TEXTE FOURNI
L’irruption du lit dans les Annonciations italiennes, un peu après l’époque où il apparait dans les Annonciations flamandes, reste très mystérieux : comme si un verrou esthétique avait sauté à peu près en même temps des deux côtés des Alpes.
Ce n’est pas en tout cas l’effet d’une nouvelle mode en matière d’ameublement, car les banquettes monoplaces, incrustées de marqueterie et voilées d’un gaze que nous montre Lippi, n’ont pas grand chose de commun avec les lourdes courtines des grands lits flamands.
Plus vraisemblablement s’agissait-il d’adapter au goût italien la valorisation du lit qui, dans le mobilier symbolique de la chambre de Marie, surclasse définitivement le pupitre.
Synthèse historique
Voici les points saillants du panorama historique que nous venons de balayer :
- pour les scènes religieuses autres que l’Annonciation, les premiers lits à courtines apparaissent dans le Lovell Lectionnary, entre 1400 et 1410 ;
- pour l’Annonciation, avant 1434 :
- en Italie, la formule presque exclusive est celle de l’alcôve entre l’Ange et Marie ;
- dans les Flandres, aucun lit.
- pour l’Annonciation, à partir de 1434 :
- en Italie, les premiers lits (avec un voile, mais sans courtines) sont introduits vers 1440 par Filippo Lippi ;
- dans les Flandres, le lit à courtines explose à partir de l’Annonciation du Louvre (1434-38).

DONNÉES ENREGISTRÉES
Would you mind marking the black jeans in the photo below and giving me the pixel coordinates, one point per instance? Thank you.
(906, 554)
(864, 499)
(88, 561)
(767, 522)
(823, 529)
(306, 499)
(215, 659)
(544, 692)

CONSIGNE
Recopiez sans rien changer le passage du texte sur le lit dans les Annonciations qui commence par les mots contenant « Ce n’est pas » et se termine par « Flandres, aucun lit. ».

CORRIGÉ
Ce n’est pas en tout cas l’effet d’une nouvelle mode en matière d’ameublement, car les banquettes monoplaces, incrustées de marqueterie et voilées d’un gaze que nous montre Lippi, n’ont pas grand chose de commun avec les lourdes courtines des grands lits flamands.
Plus vraisemblablement s’agissait-il d’adapter au goût italien la valorisation du lit qui, dans le mobilier symbolique de la chambre de Marie, surclasse définitivement le pupitre.
Synthèse historique
Voici les points saillants du panorama historique que nous venons de balayer :
- pour les scènes religieuses autres que l’Annonciation, les premiers lits à courtines apparaissent dans le Lovell Lectionnary, entre 1400 et 1410 ;
- pour l’Annonciation, avant 1434 :
- en Italie, la formule presque exclusive est celle de l’alcôve entre l’Ange et Marie ;
- dans les Flandres, aucun lit.